As telas de Mário Vitória parecem cartazes magníficos para o espectáculo da vida. Há nas suas composições essa espectacularidade que se pretende num anúncio que se faça, numa história que se venda, garantindo aventuras incríveis de hilário ou horror, em que homens e bichos se digladiam entre mimos e ataques. Eu vejo sobretudo assim o que este pintor apresenta, porque não há pacificação na condição humana que ele pinta, muito ao contrário, estabelecendo uma crise permanente, intensamente suportada no movimento e sublinhada por ser um exímio ironista, desde logo confesso nos títulos que adopta.

“Para gozar a violação é necessário que a regra seja inviolável”, é o título de uma das telas, onde lapidarmente estabelece com o seu público um acordo de subversão, lidando constantemente com a não correspondência ao expectável e, substancialmente, indo ao encontro de um lado mais negro do humor, abalando preceitos morais e, em última análise, reclamando uma liberdade artística fundamental.

A arte de Mário Vitória é feita de extrapolação e exagero, podendo ser, em face do aspecto delirante que adquire, imagem fiel e algo narrativa de um sonho ou de um pesadelo. É pela combinação das mais diversas figuras e elementos que chega ao resultado visualmente explosivo do seu trabalho. É, talvez, a característica mais imediata do que faz: a explosão. Por vezes, extremamente nítida, existindo um ponto concêntrico de onde tudo parece emanar, e o colorido, como que rasgado em raios, que se intromete entre o desenho, alude a essa dispersão típica do que subitamente produz um abalo.

## ENUNCIADO A
Identifique, por favor, todas as linhas dos registros que contêm a palavra "cluster" e copie cada uma delas.
O trecho acima não tem nenhuma relação com os registros.

## DADOS DO EXERCÍCIO
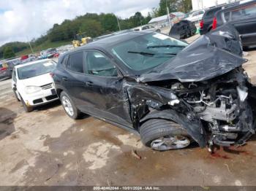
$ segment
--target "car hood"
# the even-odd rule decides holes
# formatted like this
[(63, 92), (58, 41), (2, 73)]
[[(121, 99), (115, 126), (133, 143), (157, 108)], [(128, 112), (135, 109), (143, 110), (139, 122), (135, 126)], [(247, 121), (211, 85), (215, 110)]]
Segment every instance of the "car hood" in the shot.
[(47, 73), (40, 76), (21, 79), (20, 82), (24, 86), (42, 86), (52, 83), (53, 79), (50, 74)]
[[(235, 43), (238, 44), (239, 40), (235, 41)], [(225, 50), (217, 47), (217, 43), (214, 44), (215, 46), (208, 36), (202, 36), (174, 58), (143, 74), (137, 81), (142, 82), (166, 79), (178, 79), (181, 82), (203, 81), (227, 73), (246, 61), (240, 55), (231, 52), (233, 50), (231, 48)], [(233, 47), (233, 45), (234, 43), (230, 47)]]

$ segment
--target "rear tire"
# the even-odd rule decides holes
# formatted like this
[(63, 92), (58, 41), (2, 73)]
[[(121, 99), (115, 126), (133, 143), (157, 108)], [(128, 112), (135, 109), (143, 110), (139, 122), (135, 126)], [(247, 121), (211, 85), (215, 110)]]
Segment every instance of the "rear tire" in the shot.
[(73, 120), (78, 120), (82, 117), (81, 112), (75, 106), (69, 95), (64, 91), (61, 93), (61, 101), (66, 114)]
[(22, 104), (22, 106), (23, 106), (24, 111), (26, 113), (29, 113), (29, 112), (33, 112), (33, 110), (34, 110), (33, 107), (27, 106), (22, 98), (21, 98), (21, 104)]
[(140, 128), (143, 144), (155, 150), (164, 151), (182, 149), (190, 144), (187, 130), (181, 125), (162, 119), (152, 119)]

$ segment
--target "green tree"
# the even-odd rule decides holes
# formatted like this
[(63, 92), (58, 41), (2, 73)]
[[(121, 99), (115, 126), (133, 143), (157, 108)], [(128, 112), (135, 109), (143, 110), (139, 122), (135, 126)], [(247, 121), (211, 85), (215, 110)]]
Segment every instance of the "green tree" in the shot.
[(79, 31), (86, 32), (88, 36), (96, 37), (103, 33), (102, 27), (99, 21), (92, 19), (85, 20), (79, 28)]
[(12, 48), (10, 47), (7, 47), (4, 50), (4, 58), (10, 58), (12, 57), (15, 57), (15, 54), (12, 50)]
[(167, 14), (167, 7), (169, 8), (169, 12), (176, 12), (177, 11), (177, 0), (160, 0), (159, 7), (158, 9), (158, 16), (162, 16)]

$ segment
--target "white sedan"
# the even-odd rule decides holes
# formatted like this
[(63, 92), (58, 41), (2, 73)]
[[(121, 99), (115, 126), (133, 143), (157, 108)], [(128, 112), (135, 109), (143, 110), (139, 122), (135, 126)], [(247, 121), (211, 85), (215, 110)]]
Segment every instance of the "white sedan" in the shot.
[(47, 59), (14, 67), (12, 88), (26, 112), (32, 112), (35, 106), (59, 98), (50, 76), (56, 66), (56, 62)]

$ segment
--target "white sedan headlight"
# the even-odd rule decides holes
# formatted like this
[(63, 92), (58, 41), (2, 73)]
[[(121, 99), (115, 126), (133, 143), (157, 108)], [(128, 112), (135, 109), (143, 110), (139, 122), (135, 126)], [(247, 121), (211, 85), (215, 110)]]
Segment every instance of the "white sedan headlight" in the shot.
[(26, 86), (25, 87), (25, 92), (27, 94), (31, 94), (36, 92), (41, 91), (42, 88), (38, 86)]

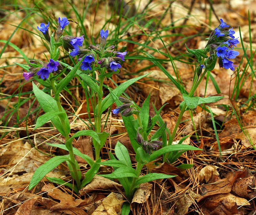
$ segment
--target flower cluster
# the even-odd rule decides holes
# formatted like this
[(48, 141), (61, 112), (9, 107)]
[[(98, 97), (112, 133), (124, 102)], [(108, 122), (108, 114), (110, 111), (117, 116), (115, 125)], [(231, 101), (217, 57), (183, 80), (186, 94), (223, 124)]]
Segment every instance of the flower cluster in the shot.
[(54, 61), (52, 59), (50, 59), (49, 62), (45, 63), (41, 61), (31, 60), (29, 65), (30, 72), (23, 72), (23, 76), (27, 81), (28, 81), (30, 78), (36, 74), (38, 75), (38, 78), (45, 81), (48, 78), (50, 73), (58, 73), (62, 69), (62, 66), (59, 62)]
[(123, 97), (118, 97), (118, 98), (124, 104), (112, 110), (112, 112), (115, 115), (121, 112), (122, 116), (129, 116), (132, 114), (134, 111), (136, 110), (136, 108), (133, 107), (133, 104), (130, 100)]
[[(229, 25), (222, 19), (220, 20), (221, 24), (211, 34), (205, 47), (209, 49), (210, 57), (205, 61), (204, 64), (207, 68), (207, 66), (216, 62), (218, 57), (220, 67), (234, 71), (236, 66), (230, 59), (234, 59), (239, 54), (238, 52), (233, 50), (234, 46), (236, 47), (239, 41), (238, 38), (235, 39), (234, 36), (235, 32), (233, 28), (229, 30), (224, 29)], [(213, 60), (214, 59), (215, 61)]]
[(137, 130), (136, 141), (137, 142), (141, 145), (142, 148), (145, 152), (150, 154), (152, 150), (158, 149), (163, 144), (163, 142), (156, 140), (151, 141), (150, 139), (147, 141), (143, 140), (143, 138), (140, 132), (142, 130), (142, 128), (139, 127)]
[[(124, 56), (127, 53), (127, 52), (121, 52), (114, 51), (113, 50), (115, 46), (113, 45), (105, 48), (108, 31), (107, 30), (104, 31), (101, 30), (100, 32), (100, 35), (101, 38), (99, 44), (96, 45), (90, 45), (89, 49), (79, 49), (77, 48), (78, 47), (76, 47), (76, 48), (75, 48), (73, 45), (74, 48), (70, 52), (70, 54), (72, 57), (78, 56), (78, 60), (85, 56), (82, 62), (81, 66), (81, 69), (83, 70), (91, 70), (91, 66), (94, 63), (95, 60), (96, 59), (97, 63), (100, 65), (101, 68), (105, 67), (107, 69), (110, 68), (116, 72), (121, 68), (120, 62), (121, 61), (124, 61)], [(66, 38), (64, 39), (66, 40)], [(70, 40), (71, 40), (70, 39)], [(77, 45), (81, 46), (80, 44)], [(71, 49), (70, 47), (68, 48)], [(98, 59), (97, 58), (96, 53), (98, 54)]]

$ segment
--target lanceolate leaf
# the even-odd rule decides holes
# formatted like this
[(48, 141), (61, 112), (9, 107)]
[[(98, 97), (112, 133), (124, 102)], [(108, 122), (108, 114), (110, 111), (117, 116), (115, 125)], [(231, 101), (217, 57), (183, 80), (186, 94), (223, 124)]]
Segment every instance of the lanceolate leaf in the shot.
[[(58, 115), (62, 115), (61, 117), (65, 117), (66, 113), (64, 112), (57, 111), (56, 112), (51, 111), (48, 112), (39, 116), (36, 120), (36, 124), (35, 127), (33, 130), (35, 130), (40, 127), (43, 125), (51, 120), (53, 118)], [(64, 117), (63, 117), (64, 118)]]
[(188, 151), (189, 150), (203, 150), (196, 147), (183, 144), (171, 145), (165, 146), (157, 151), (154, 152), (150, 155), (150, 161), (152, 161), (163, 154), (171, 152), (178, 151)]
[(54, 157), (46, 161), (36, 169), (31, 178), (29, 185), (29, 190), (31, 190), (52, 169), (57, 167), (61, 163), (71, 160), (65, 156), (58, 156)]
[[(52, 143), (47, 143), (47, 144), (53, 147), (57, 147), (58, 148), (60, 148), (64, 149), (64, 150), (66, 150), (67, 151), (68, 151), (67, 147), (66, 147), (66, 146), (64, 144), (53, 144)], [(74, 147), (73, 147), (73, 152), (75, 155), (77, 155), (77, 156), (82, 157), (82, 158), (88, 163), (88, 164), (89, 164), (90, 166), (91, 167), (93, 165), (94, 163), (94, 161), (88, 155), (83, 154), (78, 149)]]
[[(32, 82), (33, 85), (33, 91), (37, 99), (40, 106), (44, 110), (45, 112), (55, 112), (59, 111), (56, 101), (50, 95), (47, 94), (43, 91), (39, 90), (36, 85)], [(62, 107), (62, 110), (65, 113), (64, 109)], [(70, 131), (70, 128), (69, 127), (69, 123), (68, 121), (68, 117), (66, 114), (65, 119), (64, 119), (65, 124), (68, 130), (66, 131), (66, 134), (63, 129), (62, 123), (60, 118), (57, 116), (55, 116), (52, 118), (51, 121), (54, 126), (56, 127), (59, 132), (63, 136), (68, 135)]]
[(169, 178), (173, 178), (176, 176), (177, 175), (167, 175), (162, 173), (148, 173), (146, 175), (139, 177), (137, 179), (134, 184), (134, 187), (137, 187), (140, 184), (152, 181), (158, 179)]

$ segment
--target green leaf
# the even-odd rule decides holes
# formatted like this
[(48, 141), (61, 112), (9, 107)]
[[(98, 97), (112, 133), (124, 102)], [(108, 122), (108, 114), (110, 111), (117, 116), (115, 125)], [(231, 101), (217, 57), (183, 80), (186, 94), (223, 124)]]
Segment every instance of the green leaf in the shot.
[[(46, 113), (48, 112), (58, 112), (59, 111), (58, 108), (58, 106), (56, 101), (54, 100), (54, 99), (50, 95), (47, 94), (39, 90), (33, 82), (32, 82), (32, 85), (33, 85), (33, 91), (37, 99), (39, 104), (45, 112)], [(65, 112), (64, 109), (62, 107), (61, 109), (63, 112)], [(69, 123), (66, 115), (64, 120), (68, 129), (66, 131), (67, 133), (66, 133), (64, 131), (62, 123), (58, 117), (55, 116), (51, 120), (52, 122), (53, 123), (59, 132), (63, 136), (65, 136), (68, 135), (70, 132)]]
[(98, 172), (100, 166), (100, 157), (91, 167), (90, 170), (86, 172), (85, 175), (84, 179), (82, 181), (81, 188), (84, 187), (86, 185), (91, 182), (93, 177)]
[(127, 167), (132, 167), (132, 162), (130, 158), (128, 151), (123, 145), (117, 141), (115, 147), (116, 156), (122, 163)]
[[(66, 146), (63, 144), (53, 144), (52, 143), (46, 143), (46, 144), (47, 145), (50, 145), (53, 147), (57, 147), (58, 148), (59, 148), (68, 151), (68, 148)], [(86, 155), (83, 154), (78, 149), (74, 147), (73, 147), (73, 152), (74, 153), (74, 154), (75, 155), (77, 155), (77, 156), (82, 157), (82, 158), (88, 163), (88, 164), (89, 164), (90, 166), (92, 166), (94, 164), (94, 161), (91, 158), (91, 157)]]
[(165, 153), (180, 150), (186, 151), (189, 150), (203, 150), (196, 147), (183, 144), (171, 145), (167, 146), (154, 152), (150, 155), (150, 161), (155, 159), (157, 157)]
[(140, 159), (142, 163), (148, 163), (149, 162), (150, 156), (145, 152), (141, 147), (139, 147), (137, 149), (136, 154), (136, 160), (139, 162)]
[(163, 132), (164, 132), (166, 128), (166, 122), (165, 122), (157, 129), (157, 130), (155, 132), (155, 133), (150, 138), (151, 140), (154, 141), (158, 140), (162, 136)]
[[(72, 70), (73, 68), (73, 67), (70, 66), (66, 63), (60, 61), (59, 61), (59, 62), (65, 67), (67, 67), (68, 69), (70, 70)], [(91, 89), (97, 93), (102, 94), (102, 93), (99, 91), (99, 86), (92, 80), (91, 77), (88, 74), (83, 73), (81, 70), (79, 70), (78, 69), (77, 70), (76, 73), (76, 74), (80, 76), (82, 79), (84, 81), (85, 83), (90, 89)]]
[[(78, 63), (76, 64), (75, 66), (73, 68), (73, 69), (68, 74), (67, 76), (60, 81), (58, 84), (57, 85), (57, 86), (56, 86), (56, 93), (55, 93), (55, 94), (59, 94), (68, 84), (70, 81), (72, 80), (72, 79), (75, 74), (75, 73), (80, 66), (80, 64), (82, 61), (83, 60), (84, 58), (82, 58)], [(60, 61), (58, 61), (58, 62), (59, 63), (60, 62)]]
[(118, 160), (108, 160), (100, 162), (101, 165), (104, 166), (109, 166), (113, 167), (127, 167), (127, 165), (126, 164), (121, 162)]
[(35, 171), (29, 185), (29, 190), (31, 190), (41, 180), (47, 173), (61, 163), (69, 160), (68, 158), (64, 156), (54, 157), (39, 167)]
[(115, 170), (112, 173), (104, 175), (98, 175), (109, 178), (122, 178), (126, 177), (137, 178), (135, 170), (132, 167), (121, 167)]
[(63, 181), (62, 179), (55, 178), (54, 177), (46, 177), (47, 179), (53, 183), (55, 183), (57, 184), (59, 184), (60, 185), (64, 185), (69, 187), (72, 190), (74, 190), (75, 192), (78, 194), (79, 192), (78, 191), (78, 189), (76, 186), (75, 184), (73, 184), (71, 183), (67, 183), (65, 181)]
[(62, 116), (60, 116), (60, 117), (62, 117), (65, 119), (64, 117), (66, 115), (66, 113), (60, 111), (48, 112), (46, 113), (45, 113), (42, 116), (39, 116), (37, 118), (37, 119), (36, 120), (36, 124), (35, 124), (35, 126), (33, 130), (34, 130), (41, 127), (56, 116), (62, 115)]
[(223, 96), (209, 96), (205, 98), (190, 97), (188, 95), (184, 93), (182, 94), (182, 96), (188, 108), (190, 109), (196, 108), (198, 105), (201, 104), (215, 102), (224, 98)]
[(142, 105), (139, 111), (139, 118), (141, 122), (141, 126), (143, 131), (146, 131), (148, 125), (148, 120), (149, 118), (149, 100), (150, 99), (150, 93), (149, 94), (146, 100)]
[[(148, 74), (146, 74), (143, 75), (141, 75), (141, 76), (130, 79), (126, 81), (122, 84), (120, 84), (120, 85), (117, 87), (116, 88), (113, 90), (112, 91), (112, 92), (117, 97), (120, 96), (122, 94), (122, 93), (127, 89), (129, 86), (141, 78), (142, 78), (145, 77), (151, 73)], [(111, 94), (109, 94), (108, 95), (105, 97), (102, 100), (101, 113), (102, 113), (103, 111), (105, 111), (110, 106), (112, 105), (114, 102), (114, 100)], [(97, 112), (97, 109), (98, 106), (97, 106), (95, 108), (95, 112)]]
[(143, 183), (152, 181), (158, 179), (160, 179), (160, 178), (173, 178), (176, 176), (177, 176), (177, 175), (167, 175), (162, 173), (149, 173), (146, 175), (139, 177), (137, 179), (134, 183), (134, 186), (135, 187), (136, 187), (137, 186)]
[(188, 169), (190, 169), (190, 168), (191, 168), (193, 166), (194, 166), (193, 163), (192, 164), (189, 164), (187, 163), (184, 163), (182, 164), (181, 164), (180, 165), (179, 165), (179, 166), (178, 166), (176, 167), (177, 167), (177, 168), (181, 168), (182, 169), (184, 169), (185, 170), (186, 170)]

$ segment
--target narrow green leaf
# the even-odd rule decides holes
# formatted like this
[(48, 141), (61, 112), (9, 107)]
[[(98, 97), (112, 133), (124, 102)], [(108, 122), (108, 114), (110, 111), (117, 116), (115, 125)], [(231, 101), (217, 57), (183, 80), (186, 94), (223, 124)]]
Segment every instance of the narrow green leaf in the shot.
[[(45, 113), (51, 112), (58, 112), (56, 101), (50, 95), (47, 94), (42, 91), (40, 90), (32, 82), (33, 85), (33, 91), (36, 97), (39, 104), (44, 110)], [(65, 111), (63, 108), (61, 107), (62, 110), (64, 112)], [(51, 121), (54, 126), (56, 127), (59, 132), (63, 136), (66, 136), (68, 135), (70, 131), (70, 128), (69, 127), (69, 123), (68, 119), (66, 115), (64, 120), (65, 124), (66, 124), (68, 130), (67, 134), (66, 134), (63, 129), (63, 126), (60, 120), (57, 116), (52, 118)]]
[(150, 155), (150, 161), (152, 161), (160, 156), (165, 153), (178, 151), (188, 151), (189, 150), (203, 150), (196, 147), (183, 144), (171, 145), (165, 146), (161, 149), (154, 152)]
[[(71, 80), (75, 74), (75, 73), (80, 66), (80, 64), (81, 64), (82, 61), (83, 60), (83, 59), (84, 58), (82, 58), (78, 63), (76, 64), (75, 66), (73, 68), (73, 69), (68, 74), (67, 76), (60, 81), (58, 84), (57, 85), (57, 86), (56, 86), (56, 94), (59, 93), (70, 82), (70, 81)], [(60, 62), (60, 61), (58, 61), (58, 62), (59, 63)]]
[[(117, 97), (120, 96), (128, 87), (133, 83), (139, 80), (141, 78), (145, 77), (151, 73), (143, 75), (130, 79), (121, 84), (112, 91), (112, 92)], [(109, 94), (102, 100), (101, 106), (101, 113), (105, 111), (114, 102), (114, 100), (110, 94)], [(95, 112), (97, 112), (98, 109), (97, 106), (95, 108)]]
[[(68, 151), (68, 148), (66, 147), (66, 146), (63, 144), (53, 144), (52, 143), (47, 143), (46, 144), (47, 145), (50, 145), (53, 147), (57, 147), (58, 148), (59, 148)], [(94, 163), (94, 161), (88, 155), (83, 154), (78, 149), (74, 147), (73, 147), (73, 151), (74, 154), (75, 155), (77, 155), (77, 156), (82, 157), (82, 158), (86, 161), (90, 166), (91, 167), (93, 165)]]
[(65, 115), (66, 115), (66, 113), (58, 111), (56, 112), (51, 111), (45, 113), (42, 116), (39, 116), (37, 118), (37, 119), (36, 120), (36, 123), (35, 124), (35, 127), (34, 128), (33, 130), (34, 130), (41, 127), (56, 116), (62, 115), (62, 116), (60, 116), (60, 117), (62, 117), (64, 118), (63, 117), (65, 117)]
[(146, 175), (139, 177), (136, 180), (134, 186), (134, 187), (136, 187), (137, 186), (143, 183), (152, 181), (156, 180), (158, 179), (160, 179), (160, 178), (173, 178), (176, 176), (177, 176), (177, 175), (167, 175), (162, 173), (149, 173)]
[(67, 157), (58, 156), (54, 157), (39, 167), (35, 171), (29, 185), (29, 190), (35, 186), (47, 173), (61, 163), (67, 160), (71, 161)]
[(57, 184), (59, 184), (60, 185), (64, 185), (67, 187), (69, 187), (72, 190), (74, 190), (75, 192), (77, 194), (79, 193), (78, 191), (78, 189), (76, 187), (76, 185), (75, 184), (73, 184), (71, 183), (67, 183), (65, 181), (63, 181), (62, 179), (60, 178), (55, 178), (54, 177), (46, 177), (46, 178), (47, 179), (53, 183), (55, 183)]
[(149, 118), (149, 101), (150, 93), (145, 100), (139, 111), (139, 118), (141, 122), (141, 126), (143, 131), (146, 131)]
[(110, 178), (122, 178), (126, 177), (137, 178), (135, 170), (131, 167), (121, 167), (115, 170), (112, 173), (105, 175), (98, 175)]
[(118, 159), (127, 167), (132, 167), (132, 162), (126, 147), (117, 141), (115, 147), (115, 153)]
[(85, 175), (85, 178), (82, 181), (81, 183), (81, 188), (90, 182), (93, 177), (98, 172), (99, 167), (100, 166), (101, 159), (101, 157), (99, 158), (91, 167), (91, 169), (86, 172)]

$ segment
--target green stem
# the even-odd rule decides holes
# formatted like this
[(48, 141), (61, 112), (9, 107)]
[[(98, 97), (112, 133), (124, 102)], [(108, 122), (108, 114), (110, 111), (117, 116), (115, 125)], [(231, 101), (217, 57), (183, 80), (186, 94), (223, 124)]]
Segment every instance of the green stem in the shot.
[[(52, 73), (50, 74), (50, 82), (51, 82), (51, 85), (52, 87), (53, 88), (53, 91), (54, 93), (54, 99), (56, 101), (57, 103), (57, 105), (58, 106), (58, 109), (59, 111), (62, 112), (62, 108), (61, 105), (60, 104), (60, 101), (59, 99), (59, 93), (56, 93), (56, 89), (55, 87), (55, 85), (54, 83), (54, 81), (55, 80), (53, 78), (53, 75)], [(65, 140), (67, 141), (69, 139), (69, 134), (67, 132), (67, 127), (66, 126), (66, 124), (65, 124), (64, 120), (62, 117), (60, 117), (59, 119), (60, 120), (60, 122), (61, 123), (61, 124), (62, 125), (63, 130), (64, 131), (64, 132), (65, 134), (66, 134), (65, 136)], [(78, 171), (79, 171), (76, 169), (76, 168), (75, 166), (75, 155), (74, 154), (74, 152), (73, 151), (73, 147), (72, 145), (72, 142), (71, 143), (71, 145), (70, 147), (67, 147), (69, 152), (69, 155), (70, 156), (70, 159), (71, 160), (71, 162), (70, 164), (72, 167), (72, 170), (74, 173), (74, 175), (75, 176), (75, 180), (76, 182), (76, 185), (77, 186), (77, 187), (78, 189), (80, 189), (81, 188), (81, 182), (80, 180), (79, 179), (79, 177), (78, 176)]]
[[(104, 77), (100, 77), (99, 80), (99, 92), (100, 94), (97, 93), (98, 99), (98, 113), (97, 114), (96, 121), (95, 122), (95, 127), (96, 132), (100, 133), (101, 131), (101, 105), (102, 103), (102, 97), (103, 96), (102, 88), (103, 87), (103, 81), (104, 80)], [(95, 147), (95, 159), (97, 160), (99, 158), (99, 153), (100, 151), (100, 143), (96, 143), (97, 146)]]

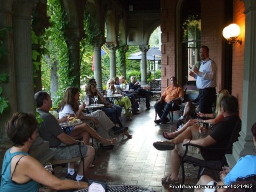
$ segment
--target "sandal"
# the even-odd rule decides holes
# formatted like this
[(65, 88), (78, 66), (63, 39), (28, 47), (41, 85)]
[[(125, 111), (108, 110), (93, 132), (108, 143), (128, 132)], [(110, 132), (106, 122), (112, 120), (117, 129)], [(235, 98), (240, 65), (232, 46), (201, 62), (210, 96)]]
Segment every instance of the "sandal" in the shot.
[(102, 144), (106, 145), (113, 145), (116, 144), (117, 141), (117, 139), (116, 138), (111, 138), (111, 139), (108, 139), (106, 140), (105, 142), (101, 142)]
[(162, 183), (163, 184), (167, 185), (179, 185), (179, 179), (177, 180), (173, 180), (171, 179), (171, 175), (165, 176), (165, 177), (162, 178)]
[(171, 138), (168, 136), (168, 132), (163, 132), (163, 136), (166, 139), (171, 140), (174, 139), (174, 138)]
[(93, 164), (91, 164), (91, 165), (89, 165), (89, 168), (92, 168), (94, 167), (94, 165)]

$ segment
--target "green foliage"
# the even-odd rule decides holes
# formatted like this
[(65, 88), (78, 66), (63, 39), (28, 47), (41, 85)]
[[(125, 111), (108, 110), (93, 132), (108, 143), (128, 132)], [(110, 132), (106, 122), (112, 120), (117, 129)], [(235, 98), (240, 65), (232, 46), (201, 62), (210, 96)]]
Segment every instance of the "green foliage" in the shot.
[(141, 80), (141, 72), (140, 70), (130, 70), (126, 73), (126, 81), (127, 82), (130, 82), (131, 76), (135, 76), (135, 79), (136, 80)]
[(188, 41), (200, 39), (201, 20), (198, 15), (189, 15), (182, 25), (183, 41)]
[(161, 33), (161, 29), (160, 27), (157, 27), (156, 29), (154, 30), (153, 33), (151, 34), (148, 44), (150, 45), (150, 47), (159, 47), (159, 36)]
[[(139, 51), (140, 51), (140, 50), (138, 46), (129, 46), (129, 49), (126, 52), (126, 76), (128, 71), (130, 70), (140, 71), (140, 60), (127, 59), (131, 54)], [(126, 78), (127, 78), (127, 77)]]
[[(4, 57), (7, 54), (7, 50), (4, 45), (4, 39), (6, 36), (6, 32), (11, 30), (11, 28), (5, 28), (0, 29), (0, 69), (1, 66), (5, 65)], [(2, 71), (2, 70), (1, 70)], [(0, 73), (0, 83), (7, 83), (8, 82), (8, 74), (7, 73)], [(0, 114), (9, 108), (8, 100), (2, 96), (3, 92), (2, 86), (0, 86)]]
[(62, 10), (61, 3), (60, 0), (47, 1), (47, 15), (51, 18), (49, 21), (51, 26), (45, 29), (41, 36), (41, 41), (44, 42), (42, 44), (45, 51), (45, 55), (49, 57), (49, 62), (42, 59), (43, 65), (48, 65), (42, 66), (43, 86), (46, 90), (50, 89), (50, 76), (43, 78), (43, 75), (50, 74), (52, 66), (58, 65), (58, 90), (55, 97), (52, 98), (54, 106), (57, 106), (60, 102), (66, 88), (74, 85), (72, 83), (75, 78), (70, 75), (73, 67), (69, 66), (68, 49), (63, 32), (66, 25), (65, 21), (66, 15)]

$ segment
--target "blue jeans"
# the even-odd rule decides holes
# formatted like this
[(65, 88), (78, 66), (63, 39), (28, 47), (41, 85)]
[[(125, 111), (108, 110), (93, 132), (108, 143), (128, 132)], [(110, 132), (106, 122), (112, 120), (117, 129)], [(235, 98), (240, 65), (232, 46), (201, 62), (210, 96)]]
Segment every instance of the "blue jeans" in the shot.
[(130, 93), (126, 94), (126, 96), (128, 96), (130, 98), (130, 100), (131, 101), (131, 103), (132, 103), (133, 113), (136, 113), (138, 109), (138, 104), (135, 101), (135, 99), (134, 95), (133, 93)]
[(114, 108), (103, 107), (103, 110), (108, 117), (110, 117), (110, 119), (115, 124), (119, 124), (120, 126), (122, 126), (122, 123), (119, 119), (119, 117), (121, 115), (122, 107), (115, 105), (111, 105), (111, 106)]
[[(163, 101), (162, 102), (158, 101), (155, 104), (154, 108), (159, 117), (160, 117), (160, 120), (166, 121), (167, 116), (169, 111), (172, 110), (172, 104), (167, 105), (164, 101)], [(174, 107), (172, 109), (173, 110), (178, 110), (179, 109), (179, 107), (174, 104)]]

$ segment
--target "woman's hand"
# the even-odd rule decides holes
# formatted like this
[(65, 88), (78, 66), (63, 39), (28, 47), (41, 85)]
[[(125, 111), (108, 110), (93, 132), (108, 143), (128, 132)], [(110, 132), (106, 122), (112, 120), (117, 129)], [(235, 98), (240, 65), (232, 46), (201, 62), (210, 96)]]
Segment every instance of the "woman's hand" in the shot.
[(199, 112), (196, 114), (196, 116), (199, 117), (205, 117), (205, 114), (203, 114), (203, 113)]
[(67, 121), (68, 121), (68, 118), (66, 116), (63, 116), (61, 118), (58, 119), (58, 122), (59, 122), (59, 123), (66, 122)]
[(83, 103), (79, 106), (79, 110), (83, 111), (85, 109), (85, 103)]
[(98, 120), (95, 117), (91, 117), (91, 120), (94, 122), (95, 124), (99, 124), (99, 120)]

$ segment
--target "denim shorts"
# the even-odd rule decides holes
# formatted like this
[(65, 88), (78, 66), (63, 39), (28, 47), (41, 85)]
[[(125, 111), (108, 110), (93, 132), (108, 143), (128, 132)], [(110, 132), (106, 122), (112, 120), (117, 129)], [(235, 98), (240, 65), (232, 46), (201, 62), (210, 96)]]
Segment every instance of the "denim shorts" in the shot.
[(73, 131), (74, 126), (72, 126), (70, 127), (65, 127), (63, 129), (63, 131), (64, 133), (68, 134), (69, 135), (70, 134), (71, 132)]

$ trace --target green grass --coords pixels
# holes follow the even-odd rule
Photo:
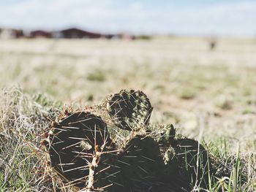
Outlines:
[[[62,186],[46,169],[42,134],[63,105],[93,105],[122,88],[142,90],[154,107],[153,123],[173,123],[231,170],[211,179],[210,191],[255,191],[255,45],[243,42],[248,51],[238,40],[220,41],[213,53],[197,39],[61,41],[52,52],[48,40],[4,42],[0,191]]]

## ENUNCIADO B
No trecho sobre a pintura de Mário Vitória, qual é apontada como talvez a característica mais imediata do trabalho do pintor?

## RESPOSTA CORRETA A
--target flower cluster
Segment every instance of the flower cluster in the shot.

## RESPOSTA CORRETA B
A explosão.